▶ [Work task]: Write out again, exactly as they stand, the line that includes "Practice. Point at the window" and all remaining lines of the entries.

▶ [Records for the exercise]:
____________________

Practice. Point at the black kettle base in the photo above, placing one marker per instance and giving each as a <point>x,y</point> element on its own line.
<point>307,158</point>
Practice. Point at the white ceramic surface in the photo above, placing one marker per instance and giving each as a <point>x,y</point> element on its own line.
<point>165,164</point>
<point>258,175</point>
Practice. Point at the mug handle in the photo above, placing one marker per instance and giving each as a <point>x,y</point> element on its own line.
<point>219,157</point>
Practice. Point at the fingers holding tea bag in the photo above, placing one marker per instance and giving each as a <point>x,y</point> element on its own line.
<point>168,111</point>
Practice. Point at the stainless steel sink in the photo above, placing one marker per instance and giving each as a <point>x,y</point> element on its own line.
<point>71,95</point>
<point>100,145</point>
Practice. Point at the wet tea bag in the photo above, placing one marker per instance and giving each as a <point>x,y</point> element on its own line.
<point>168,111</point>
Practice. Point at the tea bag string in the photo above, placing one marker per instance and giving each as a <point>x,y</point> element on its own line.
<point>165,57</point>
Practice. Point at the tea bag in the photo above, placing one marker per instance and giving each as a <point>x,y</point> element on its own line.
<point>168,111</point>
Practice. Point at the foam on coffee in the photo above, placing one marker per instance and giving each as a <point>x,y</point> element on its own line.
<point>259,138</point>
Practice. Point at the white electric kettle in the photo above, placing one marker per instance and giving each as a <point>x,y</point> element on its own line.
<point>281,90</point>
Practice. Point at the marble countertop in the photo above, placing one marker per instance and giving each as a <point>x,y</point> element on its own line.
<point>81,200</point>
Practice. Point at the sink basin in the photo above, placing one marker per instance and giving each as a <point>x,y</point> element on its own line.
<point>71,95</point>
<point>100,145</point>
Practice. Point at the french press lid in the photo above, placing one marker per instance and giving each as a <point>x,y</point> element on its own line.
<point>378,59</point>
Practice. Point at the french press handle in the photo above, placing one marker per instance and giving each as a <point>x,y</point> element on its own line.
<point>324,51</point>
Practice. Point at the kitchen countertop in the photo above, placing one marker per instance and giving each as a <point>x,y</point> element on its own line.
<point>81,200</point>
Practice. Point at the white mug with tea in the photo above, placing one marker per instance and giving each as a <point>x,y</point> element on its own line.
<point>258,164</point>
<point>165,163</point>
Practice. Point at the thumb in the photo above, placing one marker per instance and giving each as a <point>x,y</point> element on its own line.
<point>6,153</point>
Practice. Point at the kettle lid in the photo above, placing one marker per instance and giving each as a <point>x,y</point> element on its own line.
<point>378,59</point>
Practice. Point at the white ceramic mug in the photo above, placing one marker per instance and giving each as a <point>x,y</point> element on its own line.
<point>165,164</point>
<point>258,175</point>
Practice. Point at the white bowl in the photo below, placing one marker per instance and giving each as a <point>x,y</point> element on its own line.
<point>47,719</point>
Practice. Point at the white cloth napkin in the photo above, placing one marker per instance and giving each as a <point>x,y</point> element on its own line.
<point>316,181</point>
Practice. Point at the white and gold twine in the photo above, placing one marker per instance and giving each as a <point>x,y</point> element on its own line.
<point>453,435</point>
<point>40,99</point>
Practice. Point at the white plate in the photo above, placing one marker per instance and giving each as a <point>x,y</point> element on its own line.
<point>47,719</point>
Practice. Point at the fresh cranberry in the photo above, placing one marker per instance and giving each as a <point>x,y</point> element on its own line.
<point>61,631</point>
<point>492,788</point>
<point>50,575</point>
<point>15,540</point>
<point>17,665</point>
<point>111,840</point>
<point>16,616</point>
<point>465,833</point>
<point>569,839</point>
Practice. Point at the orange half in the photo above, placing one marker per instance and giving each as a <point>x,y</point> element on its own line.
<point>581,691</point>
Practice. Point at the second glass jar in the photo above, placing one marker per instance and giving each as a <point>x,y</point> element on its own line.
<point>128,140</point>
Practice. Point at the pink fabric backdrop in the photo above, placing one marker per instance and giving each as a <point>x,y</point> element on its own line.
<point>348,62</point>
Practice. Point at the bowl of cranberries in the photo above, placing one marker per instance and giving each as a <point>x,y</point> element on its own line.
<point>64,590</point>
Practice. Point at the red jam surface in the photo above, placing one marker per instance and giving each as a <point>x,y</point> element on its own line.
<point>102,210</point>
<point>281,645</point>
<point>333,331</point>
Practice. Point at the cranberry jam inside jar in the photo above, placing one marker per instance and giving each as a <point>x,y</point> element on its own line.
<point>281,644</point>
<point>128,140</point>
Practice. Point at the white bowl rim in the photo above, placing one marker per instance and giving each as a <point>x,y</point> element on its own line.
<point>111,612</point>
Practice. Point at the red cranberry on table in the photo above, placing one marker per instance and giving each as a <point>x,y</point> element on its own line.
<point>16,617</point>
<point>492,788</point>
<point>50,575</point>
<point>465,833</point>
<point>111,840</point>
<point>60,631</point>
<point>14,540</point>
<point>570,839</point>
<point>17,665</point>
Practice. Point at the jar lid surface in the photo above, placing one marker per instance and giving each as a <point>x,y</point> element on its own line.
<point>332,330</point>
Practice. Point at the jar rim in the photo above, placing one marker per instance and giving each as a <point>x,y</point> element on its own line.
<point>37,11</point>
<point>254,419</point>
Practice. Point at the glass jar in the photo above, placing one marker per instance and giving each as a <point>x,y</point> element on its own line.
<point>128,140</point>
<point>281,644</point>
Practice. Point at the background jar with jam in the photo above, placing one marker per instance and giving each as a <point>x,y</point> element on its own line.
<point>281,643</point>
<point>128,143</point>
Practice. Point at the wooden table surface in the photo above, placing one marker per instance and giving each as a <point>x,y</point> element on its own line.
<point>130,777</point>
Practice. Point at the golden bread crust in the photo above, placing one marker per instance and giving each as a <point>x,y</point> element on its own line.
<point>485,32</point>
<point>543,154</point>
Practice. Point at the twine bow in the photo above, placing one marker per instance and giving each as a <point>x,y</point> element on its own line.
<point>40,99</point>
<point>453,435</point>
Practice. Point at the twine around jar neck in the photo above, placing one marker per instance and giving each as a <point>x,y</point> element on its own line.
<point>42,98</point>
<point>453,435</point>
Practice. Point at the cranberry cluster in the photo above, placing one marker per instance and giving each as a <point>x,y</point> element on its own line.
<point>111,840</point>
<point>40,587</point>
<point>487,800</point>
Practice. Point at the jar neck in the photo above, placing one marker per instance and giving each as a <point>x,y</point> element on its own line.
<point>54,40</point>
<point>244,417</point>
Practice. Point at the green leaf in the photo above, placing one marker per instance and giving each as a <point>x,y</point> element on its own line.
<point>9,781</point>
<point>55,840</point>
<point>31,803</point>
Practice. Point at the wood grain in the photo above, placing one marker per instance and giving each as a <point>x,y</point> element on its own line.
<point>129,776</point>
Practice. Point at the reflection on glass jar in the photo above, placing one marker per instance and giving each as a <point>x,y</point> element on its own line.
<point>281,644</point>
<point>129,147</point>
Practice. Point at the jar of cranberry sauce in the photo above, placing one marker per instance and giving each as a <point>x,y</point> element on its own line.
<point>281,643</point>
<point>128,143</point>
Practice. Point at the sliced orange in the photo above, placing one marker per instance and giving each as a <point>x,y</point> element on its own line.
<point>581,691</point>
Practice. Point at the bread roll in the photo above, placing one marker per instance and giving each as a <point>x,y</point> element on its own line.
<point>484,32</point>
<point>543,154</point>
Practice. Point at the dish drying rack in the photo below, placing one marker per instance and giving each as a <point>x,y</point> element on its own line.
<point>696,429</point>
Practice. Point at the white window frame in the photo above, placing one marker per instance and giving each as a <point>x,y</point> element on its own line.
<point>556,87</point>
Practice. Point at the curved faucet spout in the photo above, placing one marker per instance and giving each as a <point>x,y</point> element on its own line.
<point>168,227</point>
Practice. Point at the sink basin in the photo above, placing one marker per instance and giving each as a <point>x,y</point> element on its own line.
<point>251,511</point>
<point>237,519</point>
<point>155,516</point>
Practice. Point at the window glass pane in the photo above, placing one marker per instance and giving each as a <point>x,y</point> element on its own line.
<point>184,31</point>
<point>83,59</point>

____________________

▶ [Task answer]:
Practice. Point at the window glass pane in the photo above, placing one marker per instance and giving each as a <point>x,y</point> element on its own line.
<point>184,31</point>
<point>83,59</point>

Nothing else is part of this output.